PROBLEM STATEMENT: Each line from the one that contains "In this exercise you will annotate each instance of the river" to the end of the material must be quoted exactly; include both end lines and nothing else.

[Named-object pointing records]
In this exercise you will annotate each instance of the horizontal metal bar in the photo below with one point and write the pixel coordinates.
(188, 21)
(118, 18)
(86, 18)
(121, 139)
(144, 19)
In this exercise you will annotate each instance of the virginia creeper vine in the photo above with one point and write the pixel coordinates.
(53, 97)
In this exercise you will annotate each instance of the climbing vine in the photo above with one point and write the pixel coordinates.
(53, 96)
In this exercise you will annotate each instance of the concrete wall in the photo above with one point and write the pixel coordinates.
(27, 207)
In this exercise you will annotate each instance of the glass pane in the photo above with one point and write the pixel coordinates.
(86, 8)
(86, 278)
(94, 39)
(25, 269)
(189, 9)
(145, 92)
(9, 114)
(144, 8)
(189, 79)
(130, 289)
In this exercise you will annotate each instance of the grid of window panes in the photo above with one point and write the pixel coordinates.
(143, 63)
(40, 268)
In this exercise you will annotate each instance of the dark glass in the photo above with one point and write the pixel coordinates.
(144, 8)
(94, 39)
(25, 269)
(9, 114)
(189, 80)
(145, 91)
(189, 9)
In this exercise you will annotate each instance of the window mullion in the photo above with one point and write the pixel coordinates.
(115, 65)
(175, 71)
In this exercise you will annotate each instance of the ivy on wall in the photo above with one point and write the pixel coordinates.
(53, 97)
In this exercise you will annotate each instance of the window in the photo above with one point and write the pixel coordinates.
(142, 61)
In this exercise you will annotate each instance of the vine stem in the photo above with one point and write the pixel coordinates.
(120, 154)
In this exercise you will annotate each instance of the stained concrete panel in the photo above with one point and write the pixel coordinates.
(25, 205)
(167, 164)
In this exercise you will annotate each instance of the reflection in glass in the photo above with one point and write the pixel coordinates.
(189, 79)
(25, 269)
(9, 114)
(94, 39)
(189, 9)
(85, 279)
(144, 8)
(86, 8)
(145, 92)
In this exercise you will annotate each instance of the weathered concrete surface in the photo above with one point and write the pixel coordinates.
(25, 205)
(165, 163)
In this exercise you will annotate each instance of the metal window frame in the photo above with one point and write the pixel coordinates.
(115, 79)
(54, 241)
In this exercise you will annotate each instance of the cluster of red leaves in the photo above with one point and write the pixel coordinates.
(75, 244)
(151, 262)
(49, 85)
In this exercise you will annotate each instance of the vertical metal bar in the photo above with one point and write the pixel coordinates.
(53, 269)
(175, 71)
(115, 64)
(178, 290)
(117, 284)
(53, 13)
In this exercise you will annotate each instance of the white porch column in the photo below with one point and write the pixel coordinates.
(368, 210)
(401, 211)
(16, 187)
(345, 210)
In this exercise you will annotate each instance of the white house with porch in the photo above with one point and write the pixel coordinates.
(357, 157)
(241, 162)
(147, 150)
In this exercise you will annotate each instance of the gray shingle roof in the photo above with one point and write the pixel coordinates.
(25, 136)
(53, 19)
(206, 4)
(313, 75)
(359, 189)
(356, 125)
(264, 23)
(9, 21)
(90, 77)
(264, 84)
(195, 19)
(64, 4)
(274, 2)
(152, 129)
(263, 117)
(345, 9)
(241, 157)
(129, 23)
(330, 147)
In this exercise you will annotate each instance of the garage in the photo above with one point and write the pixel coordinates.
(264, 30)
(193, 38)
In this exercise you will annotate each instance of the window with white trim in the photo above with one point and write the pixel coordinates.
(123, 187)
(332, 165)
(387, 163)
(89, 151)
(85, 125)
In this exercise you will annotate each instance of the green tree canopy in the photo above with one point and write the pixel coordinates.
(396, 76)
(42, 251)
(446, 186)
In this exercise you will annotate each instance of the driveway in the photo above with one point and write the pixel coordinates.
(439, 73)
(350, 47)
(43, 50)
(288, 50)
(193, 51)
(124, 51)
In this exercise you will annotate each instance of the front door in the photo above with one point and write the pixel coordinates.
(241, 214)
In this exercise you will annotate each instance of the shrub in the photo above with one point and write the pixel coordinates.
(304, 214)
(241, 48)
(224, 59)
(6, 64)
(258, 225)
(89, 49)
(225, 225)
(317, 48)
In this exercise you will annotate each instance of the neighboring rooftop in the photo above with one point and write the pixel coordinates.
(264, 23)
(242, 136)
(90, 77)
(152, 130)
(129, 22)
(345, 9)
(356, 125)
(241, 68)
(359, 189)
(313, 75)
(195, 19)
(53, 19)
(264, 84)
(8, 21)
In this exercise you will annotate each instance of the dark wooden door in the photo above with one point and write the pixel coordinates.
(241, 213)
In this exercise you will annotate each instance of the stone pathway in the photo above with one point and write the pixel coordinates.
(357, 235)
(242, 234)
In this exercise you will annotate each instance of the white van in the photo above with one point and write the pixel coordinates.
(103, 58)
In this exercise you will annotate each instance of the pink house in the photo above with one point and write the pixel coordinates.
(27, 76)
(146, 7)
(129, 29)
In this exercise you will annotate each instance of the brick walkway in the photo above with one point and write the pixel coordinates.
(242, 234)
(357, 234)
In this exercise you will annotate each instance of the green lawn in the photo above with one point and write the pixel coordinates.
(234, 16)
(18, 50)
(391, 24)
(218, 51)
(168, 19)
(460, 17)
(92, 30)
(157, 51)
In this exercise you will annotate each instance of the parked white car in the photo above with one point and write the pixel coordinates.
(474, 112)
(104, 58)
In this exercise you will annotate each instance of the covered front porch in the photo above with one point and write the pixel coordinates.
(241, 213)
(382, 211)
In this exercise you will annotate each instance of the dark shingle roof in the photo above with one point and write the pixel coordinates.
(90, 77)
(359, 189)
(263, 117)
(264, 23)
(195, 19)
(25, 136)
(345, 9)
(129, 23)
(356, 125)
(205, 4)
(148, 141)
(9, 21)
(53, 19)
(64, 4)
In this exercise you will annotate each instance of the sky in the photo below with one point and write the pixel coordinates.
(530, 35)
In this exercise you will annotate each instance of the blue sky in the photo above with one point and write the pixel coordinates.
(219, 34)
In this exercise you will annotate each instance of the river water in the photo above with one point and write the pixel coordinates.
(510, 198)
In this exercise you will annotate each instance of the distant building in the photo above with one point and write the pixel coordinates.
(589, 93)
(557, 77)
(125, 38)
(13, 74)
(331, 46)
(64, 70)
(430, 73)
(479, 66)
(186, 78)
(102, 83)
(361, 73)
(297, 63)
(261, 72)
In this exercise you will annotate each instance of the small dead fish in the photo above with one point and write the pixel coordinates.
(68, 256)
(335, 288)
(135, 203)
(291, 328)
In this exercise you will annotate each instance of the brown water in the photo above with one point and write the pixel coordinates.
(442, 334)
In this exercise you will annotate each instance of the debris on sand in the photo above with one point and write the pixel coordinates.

SOLUTION TO THE EXERCISE:
In this exercise you will annotate each instance of the river water in the photo above with one point and write the pixel coordinates.
(510, 198)
In this exercise you will annotate each instance of the distant building in the photo above with one point and write the pixel coordinates.
(589, 93)
(557, 77)
(125, 38)
(13, 74)
(331, 46)
(64, 70)
(430, 73)
(479, 66)
(186, 78)
(102, 83)
(361, 73)
(297, 63)
(261, 72)
In this exercise you will annotate each instance of the small dead fish in the photo above with one point and write the pixel coordinates.
(68, 256)
(335, 288)
(135, 203)
(291, 328)
In this exercise you will annotate each instance of the brown water in the photo above with one point and write the pixel coordinates.
(442, 334)
In this exercise you will annotate each instance of the debris on sand in the photo above with one point and write the pixel coordinates.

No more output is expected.